Selected excerpt -
- - - - - - -

Wish us luck!
We should have suspected ill fate when we got the stereo home those many years ago, unpacked it, played with the fancy buttons, and the display said "goodbye" when we turned it off. Unnerved by such affable plastic, we looked at each other, smiled skeptically, but in the end decided to keep it.
You must understand, it’s not like we don’t like technology. We respect it. We’re glad it’s in our walls and our computers, for example, and that by and large our car tends to run. It gets us places. We like the way those little switches make lights come on at night, and how you buy something at the store called "bulbs" when the light stops and soon enough it starts again. We know all about this kind of stuff.
When it comes to many fancy buttons, however, we’re mostly glad to push them with the power turned off, at least when their host is new, and then hope against all hope we can discover, by color or texture, which ones make the host do the function we bought it for in the first place.
So this stereo. Not only does it have many buttons, and by many I mean lots, but it also has a bar that takes batteries, just like our TV, which is also lined with many buttons, and come to find out (a sideways glance at the owners manual turned this one up), many of the functions of the machine can only be accomplished by use of that bar.
Lucky for us, turning the stereo on, playing CDs, and even little things called tapes, which we feel much endearment toward because they remind us of days when everything was far less complicated–all these most important functions happen without that bar, and we know how to make them go. We’ll even show you if you like.

- - - - - - -

Request A - Write out the part of the stereo piece starting with "We should have" and going on through "kind of stuff.".
Request B - In the stereo piece, what did the display say when the new stereo was turned off?

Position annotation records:

- - - - - - -

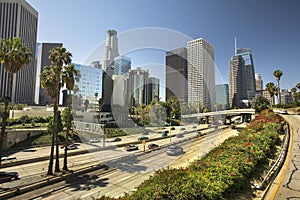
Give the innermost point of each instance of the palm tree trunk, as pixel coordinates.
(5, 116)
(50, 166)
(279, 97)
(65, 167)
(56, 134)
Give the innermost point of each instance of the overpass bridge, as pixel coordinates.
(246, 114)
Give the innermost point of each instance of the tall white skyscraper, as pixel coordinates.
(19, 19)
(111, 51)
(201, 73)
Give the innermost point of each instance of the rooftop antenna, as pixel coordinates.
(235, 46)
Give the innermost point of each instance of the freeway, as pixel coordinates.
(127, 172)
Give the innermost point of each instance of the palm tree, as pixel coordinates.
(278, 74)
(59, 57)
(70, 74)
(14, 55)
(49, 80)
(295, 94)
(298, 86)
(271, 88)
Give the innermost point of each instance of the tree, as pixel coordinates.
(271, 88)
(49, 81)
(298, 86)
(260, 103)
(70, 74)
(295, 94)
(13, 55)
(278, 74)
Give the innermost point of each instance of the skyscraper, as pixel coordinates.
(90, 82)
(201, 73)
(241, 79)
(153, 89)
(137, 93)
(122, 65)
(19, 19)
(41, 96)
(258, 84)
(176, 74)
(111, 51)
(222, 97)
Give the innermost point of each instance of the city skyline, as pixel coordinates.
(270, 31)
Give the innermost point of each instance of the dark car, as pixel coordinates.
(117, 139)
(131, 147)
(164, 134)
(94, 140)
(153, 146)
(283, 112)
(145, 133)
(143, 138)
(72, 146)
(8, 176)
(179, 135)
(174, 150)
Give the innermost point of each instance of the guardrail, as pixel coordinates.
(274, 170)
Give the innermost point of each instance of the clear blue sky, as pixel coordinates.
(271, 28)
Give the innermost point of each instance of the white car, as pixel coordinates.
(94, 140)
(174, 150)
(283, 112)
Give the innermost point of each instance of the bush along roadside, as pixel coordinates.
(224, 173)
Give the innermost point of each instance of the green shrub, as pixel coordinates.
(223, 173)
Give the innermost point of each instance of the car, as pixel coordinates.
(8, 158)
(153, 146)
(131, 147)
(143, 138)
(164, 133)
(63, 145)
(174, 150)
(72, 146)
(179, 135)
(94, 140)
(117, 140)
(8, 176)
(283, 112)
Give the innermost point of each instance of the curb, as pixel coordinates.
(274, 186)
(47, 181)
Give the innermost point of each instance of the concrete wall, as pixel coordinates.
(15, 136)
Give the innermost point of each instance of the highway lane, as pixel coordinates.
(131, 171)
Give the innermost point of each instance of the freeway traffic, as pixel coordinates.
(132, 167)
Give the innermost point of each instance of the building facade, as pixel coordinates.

- - - - - - -

Finished answer A -
We should have suspected ill fate when we got the stereo home those many years ago, unpacked it, played with the fancy buttons, and the display said "goodbye" when we turned it off. Unnerved by such affable plastic, we looked at each other, smiled skeptically, but in the end decided to keep it.
You must understand, it’s not like we don’t like technology. We respect it. We’re glad it’s in our walls and our computers, for example, and that by and large our car tends to run. It gets us places. We like the way those little switches make lights come on at night, and how you buy something at the store called "bulbs" when the light stops and soon enough it starts again. We know all about this kind of stuff.

Finished answer B - "Goodbye."